=== Begin Enclosure ===

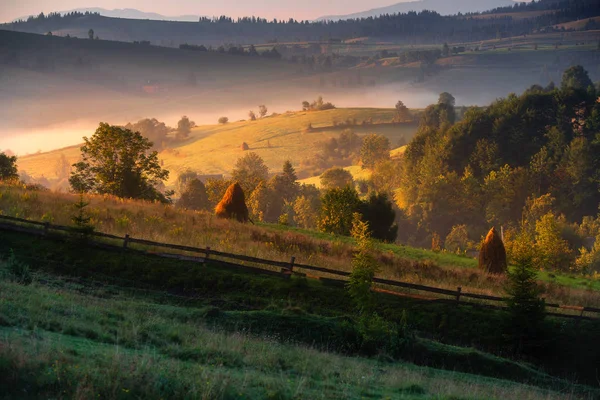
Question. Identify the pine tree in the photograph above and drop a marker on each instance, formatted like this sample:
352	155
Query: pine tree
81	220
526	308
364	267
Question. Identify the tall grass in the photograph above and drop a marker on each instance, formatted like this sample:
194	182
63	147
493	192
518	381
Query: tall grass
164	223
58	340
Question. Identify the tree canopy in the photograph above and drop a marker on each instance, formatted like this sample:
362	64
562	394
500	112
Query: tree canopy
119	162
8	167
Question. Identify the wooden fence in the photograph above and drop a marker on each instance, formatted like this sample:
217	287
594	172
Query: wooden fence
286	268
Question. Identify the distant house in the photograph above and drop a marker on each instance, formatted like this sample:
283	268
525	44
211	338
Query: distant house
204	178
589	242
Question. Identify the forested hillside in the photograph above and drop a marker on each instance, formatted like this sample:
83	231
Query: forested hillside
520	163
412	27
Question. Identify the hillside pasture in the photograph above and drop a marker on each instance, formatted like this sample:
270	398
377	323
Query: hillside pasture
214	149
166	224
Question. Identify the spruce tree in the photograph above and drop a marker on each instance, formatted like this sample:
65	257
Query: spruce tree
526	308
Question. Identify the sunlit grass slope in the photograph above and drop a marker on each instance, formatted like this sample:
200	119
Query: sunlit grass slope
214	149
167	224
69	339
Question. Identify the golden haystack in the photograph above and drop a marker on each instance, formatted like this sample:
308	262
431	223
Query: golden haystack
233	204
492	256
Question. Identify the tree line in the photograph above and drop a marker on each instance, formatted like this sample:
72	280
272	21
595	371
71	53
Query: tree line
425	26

=== End Enclosure ===
=== Begin Enclosure ===

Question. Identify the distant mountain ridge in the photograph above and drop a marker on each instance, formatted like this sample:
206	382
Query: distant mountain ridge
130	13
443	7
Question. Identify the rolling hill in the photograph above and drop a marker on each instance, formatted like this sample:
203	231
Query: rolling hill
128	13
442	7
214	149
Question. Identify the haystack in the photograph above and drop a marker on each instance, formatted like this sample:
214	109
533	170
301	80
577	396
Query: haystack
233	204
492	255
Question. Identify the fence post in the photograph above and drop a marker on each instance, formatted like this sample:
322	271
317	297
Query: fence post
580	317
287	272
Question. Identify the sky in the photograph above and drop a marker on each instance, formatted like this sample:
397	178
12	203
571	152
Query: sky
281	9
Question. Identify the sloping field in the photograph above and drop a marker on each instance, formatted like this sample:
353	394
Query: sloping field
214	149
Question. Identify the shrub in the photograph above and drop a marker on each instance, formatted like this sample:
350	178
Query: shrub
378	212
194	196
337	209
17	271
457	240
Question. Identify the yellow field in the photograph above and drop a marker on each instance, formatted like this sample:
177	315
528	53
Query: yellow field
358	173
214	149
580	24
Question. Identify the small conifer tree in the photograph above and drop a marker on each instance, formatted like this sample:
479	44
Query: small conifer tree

=== End Enclosure ===
=== Begin Enclosure ===

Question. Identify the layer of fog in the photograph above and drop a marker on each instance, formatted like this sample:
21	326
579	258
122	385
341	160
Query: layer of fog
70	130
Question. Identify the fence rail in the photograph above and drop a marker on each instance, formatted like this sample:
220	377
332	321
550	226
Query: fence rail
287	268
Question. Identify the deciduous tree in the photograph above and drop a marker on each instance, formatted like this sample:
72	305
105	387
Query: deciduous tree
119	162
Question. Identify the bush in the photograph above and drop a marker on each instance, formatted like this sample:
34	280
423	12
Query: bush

=== End Enclosure ===

Required action: Tally the lines in the listing that contain the string "small", then report that tally alone.

Answer to this exercise: 2